### PROBLEM DETAILS
Please write a continuation of the post on video resolution and TV scaling, starting right after its final sentence.

### EXCERPT PROVIDED

## START

I will try and post a primer in a seperate thread. It's clear that members do not recognise the fact that a movie is just like a slide show. It's a series of seperate frames assembled in a digital frame store and then instantly sent to a display with a transistor for each pixel matched to the frame store. Each pixel has 3 sub pixels. One each of red green and blue (as the on screen pixels are square the sub pixels are rectangular). Transmissions in the UK are invariably 25 frames/second.
Because of this the frame store must have a 1:1 relationship with the display.
Try the free link to the Kizoa site after organising your files into a single folder. Assuming your photos are landscape and you have Full-HD TV choose landscape 16:9 and output to .mpp4. As you have not posted what your TV can display how can anyone know what is the best format for your TV ?
Send any video information that does not have this relationship, The display has to rescale the video (scaling down is easy, scaling up is hard).
EG Good quality SD at 720 x 576 looks reasonable on a 1920 x 1080 TV with a high quality scaler, 544 x 576 is blurry vision.
Send 544 x 576 to a 4K TV it will look horrible. Decent bitrate Full-HD scaled up to 4K will be better. Get close to the screen the scaling artefacts will be very visible.
Moral is for the best possible picture send the native screen resolution to the display (Usually a TV).
The TV has to do this in real time. A PC can do this by pre-analysing the contents (usually in two passes). This allows the use of a variable bitrate. The portions of the video that have rapid video use a higher bitrate. The ones with little movement use less. A static image can be transmitted at the lowest bitrate. The higher the bitrate the larger the final file.

## END

### SOURCE DATA

## START

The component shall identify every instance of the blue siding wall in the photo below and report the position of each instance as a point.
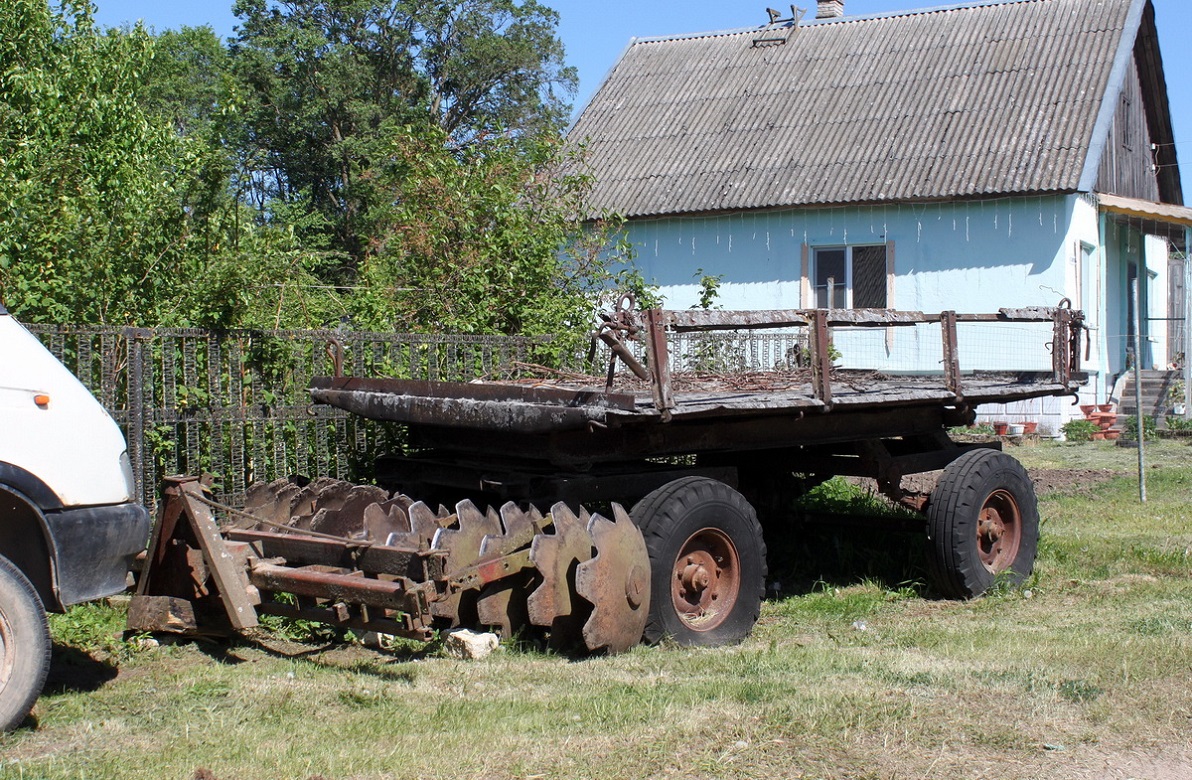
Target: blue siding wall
(968, 257)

## END

### EXERCISE OUTPUT
A slide show where one image instantly replaces the previous one can use the lowest bitrates (In movie terms a straight cut). This is the most common way of switching in a movie to the next footage.
Watch a movie carefully by far the majority when switching from one camera (or jpeg image) take to another use straight cuts. Using straight cuts you should not let a moving object cross the line of sight of the camera. If you do the moving object instantly changes direction.
There are hundreds of way's of switching from one video sequence (or the next jpeg image). Slide show software can provide lots of ways to replace one slide with another. Down to you to find the best transition.
A very common technique is to us a lap dissolve - A lap dissolve gradually replaces the pixels from the first image or video sequence with the next. Very simple to do with digital video. Much harder with film cameras, though the
In movies and slide shows this is most often used to indicate a period of elapsed time between the two shots.
Next common technique is to combine two lap dissolves to provide a linking shot.
Imagine a car chase that finishes with a close up of a car wheel, that lap dissolves into into a close up of a stagecoach wheel and then to a stagecoach travelling at high speed. You have a 21st century seamless swap to the last century.
There are countless other ways. Many of them can produce totally automated sequences and synchronise suitable music with the transitions in the video.
Try this out using the free software I linked to. Instead of boring your friends you might produce a masterpiece that impresses your friends and relations, and may even make you a you-tube star.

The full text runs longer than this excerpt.